→ DIRECTIONS
a) From the quotation blending guide, pull out the stretch from "Incorrect Mr. Radley" through "with an ellipsis." word for word.
b) In the quotation blending guide, what do brackets signal when used in a quote?
c) Write the next part of the quotation blending guide, picking up after its final line.

═══ EXCERPT

QUOTATION BLENDING
Use Quotations when another writer’s words can say something better than you. you want to add authority to your paper. Basically, you are providing proof that what you are arguing is true. Don’t use quotations to repeat basic plot information. If you can paraphrase something without losing any meaning or depth, then it is better to paraphrase.
Incorrect Mr. Radley is an unattractive man. “He was a thin leathery man with colorless eyes, so colorless they did not reflect light.”
Better Mr. Radley is an unattractive man: a “thin leathery man with colorless eyes.”
Best Harper Lee describes Mr. Radley as “a thin leathery man with colorless eyes…[that] did not reflect light.”
Tricks Use ellipsis (…) marks when you want to quote the beginning and end of a passage but not its middle. Use brackets [ ] to signal that you made an adjustment to the original quote in order to blend it into your writing. If you begin your quotation in the middle of a sentence, you need not indicate deleted words with an ellipsis.
Quotation in the middle of a sentence When Dill flees the courtroom because Mr. Gilmer is “talking so hateful to [Tom Robinson],” he is sickened by people’s hatred and the injustice of Tom’s predicament.
Quotation at the end of a sentence Dill’s trauma is further shown in his desire to be a “clown…[and] stand in the middle of the ring and laugh at the folks.”

══════
═══ RAW DATA

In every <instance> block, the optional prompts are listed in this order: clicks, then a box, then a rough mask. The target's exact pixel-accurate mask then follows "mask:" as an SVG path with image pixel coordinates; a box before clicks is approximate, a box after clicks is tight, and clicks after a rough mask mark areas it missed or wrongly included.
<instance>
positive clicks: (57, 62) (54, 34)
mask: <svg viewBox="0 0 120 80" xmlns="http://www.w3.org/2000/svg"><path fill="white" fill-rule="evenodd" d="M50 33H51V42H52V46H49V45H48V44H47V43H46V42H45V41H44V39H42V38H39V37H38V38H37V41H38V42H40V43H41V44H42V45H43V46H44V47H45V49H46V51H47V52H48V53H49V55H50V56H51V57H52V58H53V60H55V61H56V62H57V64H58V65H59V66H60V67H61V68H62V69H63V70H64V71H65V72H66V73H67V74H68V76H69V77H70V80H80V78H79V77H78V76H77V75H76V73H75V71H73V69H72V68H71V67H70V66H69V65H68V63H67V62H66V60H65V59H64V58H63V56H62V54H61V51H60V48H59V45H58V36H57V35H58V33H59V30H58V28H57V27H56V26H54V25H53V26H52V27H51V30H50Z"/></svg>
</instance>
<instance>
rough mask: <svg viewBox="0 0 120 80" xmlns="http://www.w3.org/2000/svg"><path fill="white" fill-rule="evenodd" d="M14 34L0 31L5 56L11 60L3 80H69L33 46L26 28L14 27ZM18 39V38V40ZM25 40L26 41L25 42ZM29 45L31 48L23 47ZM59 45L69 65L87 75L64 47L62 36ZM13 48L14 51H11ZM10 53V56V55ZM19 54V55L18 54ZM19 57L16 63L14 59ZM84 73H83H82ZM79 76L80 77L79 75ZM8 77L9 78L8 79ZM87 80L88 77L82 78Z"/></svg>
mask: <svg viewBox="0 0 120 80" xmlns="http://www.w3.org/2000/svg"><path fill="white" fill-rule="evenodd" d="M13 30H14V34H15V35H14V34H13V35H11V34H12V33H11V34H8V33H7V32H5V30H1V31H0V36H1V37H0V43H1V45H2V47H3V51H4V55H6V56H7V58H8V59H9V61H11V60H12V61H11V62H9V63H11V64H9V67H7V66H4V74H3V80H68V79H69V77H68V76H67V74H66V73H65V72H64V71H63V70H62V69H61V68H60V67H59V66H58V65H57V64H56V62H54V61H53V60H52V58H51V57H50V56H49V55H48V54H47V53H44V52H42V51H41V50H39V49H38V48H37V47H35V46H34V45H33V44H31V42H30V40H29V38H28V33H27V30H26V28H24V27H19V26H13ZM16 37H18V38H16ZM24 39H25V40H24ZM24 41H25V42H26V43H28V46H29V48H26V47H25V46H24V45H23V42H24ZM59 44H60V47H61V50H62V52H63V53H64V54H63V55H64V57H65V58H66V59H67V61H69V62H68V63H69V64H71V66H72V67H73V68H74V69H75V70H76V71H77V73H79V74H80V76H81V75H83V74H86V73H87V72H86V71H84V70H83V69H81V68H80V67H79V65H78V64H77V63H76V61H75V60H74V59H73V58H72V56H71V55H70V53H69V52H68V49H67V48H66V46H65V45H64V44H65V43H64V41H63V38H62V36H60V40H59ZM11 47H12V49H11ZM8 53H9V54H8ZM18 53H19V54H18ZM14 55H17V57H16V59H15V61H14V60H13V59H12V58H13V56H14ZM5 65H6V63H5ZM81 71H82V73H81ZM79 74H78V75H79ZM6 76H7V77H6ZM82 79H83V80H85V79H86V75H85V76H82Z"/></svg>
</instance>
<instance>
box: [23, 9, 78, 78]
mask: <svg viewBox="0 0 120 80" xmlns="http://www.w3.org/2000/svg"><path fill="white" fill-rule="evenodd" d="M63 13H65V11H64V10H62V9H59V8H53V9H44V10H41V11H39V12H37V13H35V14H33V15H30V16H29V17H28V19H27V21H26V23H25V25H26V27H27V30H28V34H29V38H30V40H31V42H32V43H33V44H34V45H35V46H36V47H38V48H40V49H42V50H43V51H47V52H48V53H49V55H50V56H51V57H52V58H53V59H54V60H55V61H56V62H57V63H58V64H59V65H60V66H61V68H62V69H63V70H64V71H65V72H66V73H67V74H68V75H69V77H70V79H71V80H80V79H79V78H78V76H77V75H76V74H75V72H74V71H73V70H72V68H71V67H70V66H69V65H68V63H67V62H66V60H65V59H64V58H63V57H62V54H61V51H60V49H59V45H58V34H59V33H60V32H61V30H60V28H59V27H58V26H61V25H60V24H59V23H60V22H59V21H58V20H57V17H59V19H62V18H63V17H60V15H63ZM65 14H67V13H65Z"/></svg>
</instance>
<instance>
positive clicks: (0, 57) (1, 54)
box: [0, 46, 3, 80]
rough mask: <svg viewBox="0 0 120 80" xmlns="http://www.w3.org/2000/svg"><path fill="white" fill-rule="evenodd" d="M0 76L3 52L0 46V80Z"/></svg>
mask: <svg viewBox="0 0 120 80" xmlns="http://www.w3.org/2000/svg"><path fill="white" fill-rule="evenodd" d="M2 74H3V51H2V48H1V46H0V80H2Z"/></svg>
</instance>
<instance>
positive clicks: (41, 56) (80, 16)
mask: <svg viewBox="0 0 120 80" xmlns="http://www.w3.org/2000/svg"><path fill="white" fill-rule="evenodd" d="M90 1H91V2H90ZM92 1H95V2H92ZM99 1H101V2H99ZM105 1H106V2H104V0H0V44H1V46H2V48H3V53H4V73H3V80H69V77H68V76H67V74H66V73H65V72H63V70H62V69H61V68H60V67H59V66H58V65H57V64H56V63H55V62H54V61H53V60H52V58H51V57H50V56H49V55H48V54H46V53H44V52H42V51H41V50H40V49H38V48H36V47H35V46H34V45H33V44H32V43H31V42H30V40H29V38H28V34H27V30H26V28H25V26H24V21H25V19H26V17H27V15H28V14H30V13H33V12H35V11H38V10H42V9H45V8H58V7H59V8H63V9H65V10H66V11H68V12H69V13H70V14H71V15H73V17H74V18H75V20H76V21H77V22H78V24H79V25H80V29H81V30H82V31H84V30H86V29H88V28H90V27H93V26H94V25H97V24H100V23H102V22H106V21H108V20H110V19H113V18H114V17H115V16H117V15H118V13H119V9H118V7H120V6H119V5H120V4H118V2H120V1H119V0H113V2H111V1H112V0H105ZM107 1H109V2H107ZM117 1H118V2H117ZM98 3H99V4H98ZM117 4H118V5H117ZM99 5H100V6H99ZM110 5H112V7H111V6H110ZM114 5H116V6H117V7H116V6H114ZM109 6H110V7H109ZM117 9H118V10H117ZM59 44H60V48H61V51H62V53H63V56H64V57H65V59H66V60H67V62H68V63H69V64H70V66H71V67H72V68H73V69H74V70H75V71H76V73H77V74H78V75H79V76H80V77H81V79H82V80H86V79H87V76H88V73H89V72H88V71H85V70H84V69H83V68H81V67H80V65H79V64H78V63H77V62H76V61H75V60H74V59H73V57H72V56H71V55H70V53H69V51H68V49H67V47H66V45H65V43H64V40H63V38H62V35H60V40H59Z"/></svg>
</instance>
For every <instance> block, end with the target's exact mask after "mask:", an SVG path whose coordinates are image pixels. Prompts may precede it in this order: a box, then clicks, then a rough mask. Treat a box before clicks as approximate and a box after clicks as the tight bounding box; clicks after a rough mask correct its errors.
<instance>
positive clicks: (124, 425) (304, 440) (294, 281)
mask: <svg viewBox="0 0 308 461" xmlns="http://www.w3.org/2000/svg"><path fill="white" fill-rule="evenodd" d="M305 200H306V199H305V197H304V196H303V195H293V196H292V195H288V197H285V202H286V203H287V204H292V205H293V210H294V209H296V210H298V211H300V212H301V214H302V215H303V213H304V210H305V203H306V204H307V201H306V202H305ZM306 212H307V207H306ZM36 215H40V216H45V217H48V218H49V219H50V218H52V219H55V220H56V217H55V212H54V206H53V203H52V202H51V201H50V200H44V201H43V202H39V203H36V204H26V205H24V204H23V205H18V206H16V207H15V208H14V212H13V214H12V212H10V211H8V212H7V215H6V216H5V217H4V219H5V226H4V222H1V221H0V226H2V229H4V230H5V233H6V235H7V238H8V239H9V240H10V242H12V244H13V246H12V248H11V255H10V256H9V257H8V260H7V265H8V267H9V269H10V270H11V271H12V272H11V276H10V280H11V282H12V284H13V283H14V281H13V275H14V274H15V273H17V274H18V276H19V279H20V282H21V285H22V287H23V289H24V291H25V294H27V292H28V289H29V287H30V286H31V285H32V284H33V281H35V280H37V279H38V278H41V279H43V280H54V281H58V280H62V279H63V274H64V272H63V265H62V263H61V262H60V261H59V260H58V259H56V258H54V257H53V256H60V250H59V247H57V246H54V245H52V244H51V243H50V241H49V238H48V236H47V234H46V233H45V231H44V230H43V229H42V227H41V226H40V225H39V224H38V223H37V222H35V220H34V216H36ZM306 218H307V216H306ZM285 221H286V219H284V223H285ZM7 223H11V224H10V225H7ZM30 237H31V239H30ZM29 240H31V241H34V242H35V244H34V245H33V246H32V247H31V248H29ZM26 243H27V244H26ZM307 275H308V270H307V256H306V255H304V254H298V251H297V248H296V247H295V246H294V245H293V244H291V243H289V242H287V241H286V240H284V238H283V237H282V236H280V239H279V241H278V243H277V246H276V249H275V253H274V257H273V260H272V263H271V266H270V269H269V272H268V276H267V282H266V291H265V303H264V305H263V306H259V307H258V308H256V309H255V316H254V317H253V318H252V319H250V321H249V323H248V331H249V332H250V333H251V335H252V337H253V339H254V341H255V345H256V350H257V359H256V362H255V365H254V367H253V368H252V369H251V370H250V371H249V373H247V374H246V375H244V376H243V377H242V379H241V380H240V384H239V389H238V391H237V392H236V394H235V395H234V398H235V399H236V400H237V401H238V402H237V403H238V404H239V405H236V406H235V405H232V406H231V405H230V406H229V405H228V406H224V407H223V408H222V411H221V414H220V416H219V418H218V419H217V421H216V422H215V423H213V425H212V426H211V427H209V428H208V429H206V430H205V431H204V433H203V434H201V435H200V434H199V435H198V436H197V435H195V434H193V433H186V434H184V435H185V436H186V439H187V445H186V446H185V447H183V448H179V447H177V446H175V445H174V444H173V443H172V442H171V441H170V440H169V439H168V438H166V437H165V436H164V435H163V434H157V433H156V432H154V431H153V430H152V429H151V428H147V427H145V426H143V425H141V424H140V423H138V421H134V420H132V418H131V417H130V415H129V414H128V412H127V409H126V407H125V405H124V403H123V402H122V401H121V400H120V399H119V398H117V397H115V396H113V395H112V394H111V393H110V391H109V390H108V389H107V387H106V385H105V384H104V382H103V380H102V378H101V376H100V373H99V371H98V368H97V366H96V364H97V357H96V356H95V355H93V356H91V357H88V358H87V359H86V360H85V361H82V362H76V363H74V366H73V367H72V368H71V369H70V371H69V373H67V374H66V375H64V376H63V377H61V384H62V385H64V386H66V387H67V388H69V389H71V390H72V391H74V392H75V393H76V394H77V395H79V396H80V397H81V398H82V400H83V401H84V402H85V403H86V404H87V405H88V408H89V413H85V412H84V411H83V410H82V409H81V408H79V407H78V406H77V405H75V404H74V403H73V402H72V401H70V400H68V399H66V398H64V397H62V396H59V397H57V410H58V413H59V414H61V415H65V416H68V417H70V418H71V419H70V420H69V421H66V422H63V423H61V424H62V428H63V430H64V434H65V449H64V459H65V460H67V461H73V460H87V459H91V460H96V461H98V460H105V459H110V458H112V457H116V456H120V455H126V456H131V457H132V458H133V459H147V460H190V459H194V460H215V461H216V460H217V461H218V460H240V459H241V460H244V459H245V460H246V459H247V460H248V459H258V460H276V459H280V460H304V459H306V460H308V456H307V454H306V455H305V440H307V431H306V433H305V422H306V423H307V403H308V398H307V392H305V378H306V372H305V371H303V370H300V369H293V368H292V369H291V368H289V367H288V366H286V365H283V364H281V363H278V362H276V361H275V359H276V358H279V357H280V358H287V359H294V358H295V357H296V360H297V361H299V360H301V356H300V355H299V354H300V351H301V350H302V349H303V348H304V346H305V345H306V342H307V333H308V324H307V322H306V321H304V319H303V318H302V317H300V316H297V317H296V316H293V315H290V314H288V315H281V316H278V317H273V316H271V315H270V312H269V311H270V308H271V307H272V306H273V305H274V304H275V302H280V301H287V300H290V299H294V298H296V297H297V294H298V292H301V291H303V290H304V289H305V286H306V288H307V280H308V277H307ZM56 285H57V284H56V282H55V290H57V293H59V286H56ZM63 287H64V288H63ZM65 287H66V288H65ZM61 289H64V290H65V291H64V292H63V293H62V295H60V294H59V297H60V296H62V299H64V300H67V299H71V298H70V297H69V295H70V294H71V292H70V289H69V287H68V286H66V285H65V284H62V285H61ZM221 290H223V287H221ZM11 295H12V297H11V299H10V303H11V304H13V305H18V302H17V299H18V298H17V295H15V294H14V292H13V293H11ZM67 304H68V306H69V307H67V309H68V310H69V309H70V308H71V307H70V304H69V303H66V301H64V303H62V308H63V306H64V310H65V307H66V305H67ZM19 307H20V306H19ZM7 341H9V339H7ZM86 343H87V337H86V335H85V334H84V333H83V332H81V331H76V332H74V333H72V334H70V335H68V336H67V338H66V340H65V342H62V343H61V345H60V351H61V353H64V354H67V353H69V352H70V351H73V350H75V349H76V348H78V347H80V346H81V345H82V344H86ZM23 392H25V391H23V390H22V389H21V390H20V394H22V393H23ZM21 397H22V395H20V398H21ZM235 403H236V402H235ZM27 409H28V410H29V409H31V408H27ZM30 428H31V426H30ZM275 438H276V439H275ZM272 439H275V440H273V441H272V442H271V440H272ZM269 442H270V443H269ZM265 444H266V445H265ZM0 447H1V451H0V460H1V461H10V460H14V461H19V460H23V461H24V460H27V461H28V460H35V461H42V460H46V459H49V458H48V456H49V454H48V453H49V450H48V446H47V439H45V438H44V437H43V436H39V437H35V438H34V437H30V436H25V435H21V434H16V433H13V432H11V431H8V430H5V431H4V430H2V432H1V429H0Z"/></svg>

══════

→ PER-TASK OUTPUTS
a)
Incorrect Mr. Radley is an unattractive man. “He was a thin leathery man with colorless eyes, so colorless they did not reflect light.”
Better Mr. Radley is an unattractive man: a “thin leathery man with colorless eyes.”
Best Harper Lee describes Mr. Radley as “a thin leathery man with colorless eyes…[that] did not reflect light.”
Tricks Use ellipsis (…) marks when you want to quote the beginning and end of a passage but not its middle. Use brackets [ ] to signal that you made an adjustment to the original quote in order to blend it into your writing. If you begin your quotation in the middle of a sentence, you need not indicate deleted words with an ellipsis.

b) They signal that you made an adjustment to the original quote in order to blend it into your writing.

c)
Quotation divided by your own words “I destroyed [Bob Ewell’s] last shred of credibility at that trial,” Atticus reflects solemnly, “if he had any to begin with.”
Activity Idea: Scout is no longer childlike and trusting. Quote: “Tom was a dead man the minute Mayella Ewell opened her mouth and screamed.” Middle of Sentence End of the Sentence Divided by your own words
Middle of Sentence When Scout realizes “Tom was dead the minute Mayella Ewell opened her mouth and screamed,” she is no longer childlike and trusting (Lee 241).
End of Sentence Scout is no longer childlike and trusting once she realizes “Tom was dead the minute Mayella Ewell opened her mouth and screamed” (Lee 241).
Divided by writer’s own words “Tom was a dead man,” Scout pessimistically realizes, “the minute Mayella Ewell opened her mouth and screamed” (Lee 241).